### Problem description
All entries should be output exactly as they stand.

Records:
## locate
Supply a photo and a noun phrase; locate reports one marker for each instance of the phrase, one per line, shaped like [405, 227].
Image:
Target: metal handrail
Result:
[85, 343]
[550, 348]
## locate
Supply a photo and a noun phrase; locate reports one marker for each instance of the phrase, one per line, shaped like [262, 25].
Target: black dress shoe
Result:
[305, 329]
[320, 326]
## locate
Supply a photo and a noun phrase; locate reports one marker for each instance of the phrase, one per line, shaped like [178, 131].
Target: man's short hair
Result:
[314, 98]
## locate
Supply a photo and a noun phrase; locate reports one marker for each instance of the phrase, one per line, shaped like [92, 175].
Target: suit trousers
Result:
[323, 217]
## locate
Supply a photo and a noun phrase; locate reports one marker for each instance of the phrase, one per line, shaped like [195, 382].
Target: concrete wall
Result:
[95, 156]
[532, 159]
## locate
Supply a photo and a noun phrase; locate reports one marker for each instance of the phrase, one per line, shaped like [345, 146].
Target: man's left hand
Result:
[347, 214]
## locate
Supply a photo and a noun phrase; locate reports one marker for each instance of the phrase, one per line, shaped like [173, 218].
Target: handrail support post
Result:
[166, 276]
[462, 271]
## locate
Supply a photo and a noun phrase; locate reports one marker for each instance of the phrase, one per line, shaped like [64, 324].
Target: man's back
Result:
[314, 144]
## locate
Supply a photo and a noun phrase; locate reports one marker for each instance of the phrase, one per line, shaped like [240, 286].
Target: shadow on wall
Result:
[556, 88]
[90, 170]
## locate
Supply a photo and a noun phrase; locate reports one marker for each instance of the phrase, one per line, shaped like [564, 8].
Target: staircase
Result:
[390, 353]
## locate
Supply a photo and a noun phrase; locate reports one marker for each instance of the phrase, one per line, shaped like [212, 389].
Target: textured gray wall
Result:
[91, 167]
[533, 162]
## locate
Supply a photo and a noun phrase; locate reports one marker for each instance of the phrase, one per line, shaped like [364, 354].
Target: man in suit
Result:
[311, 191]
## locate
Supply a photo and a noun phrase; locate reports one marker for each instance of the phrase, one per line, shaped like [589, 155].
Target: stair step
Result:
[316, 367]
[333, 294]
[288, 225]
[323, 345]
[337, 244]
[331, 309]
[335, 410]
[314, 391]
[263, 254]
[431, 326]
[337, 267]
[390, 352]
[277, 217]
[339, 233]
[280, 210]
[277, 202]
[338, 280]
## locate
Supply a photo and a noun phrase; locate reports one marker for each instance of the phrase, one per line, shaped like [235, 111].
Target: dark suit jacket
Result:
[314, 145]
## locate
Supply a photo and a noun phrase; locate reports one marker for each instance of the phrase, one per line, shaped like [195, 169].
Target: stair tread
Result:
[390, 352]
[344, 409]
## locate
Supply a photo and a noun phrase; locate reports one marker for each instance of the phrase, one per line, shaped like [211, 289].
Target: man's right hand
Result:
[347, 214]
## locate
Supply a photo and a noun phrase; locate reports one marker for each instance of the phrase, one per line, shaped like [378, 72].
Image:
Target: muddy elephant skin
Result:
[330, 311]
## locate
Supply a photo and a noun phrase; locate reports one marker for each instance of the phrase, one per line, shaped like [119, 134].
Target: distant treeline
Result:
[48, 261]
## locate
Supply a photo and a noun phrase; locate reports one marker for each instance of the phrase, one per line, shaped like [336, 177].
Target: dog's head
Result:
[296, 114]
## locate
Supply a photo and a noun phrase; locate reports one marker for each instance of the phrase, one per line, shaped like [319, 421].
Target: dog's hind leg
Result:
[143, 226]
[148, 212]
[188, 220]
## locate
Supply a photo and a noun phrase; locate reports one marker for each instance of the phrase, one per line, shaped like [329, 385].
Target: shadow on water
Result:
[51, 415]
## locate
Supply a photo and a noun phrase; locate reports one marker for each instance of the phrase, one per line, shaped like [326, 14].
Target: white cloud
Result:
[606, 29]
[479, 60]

### Written answer
## locate
Supply a photo and a noun phrase; locate reports one marker for each instance of the phrase, one per line, shaped like [405, 227].
Image:
Target: metal handrail
Result:
[85, 343]
[550, 348]
## locate
Supply a photo and a noun phrase; locate reports one marker for each instance of the phrase, one per line, shaped like [262, 25].
Target: black dress shoe
Result:
[305, 329]
[320, 326]
## locate
Supply a photo and a noun phrase; locate reports one marker for each instance of the phrase, one per line, shaped like [178, 131].
Target: man's short hair
Result:
[314, 98]
## locate
Supply a photo and a noun phrase; locate reports one marker for each instance of the phrase, one per line, shaped like [92, 175].
Target: suit trousers
Result:
[323, 217]
## locate
Supply a photo and a noun phrase; locate reports one marker for each instance of the phrase, one per line, shaped like [195, 382].
Target: concrete wall
Result:
[95, 156]
[532, 159]
## locate
Supply a photo and a noun phrase; locate reports one marker for each instance of the phrase, one per line, shaped like [345, 146].
Target: man's left hand
Result:
[347, 214]
## locate
Supply a photo and a noun phrase; locate reports one marker for each instance of the phrase, one per line, shaped like [173, 218].
Target: handrail support post
Result:
[166, 276]
[462, 271]
## locate
Supply a photo and a noun phrase; locate reports one marker for each instance of the phrase, one per line, shaped like [64, 324].
Target: man's back
Result:
[314, 144]
## locate
Supply a photo and a noun phrase; locate reports one marker for each instance of the phrase, one per line, shaped like [240, 286].
Target: shadow on wall
Result:
[556, 88]
[90, 170]
## locate
Supply a photo and a noun phrase; locate reports one marker for each instance of the phrase, one per line, shaped like [564, 8].
Target: staircase
Result:
[390, 353]
## locate
Supply a photo and a noun phrase; locate reports one marker for each instance of the phrase, one per line, shaped like [212, 389].
Target: textured gray wall
Result:
[91, 167]
[533, 162]
## locate
Supply a photo and a noun phrase; locate reports one marker for each instance of the phrase, one per line, shaped like [364, 354].
Target: man in suit
Result:
[311, 191]
## locate
Supply a photo and a noun phrase; locate reports one marker for each instance of the phrase, one per line, shaped like [589, 155].
Target: stair step
Result:
[316, 367]
[333, 294]
[288, 225]
[323, 345]
[337, 244]
[331, 309]
[335, 410]
[314, 391]
[263, 254]
[431, 326]
[337, 267]
[390, 352]
[277, 217]
[339, 233]
[280, 210]
[277, 202]
[338, 280]
## locate
Supply a photo and a noun phrase; locate reports one marker for each instance of the phrase, one per line, shaped like [235, 111].
Target: dark suit jacket
Result:
[314, 145]
## locate
Supply a photo and a noun phrase; locate reports one marker for each instance of the phrase, one per line, shaped like [195, 169].
Target: stair tread
Result:
[390, 352]
[344, 409]
## locate
Supply a photo and a noun phrase; locate reports one marker for each instance of the phrase, one per line, shaped like [211, 289].
Target: man's right hand
Result:
[347, 214]
## locate
Supply a photo and a noun phrase; locate reports one marker for each instance of the phrase, one per line, shaped like [378, 72].
Image:
Target: muddy elephant skin
Result:
[330, 311]
## locate
Supply a photo and a noun phrase; locate reports one marker for each instance of the phrase, one per line, shaped like [119, 134].
Target: distant treeline
Result:
[48, 261]
## locate
Supply a photo and a noun phrase; locate reports one marker for each instance of the phrase, one per line, shaped like [336, 177].
Target: dog's head
Result:
[296, 114]
## locate
Supply a photo and a noun phrase; locate reports one marker for each instance of the phrase, one per line, shaped like [319, 421].
Target: dog's hind leg
Result:
[143, 226]
[148, 212]
[188, 220]
## locate
Supply a photo and a noun phrase; locate reports one marker for each instance of the phrase, one per line, shaped like [329, 385].
Target: shadow on water
Result:
[51, 415]
## locate
Supply a photo and a noun phrase; locate reports one marker for each instance of the phrase, one per line, shaped like [326, 14].
Target: white cloud
Result:
[606, 29]
[479, 60]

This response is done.